* **ФРАГМЕНТ ТЕКСТА**:
::::::

Несмотря на отдаленность и «захолустность» по тем временам службы в Персидской казачьей бригаде русские офицеры туда шли охотно. И дело не только в том, что она оплачивалась выше, чем в России, но и из-за перспектив роста.
Так, инструктор С. Булацель[32] описывает мотивы своего согласия на подобную службу: «В начале 1916 года мне была предложена командировка в Персидскую казачью Его Величества Шаха дивизию. Я хотел воспользоваться этим предложением, так как в нашем «штабс-ротмистерском» полку, в смысле продвижения положения, было совершенно безнадежно. Когда наш Уланский полк выступил на войну 11-го года, в полку было 22 штабс-ротмистра, и я, прослуживший в полку уже 11 лет, был 14-м по старшинству.
Штабс-ротмистры ценза войны не имели и только по выслуге своих законных четырех лет надевали ротмистерские погоны. Командиры эскадронов по цензу производились в подполковники, но большею частью они продолжали командовать своими эскадронами.

::::::

* **ИСХОДНЫЕ ЗАПИСИ**:
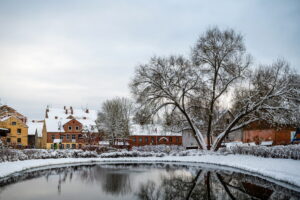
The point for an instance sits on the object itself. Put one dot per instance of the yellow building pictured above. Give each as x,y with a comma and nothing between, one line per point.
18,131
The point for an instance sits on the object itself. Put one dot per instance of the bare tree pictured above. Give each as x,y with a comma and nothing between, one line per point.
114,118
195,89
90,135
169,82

::::::

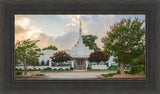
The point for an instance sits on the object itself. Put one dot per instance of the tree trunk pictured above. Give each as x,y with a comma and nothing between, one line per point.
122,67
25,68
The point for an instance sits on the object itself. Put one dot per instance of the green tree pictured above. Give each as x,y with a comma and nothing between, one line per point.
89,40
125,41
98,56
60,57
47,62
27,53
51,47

::::::

* **ПИСЬМЕННОЕ ЗАДАНИЕ 1**: Выберите из записей все строки, где встречается слово «point», с учетом регистра букв.
* **ПИСЬМЕННОЕ ЗАДАНИЕ 2**: Продолжите текст о службе русских офицеров в Персидской казачьей бригаде, начав сразу после его последнего предложения.
Текст и записи взяты из разных источников и между собой не связаны.

* **РЕЗУЛЬТАТ 1**:
The point for an instance sits on the object itself. Put one dot per instance of the yellow building pictured above. Give each as x,y with a comma and nothing between, one line per point.
The point for an instance sits on the object itself. Put one dot per instance of the bare tree pictured above. Give each as x,y with a comma and nothing between, one line per point.
The point for an instance sits on the object itself. Put one dot per instance of the tree trunk pictured above. Give each as x,y with a comma and nothing between, one line per point.
The point for an instance sits on the object itself. Put one dot per instance of the green tree pictured above. Give each as x,y with a comma and nothing between, one line per point.

* **РЕЗУЛЬТАТ 2**:
В то же время наши сверстники и моложе нас по службе в полках дивизии командовали эскадронами, и многие щеголяли в штаб-офицерских погонах»[33].
Дополнительным стимулом к переходу туда стала Февральская революция и появление печально знаменитого приказа № 1, «превратившего славную Русскую армию в сборище разнузданной банды, – нечего было и думать о продолжении войны. Императорская Великая Россия катилась в пропасть…[34]»
Однако в Персидской казачьей бригаде он не действовал, и некоторые русские офицеры, включая С. Булацель, поспешили уехать туда[35].
Важность для российского командования Персидской казачьей бригады подчеркивается тем, что в ее расположение, даже несмотря на сложную обстановку в период Первой мировой войны, продолжали откомандировывать боевых опытных офицеров. Например, в ноябре 1916 г. туда направили инструктором подхорунжего 1-го Кубанского казачьего полка Захарина[36], который на тот момент уже находился в Персии, где сражался против турок. Всего туда тогда направили только из этого подразделения 12 человек.
Примечательно, что тогда у офицеров (особенно младших по чину) такие назначения вызывали зависть[37].
Следует заметить, что русские офицеры имели огромное влияние не только на своих подчиненных, но и на население страны, которое видело в них своих защитников от местных бандитов[38].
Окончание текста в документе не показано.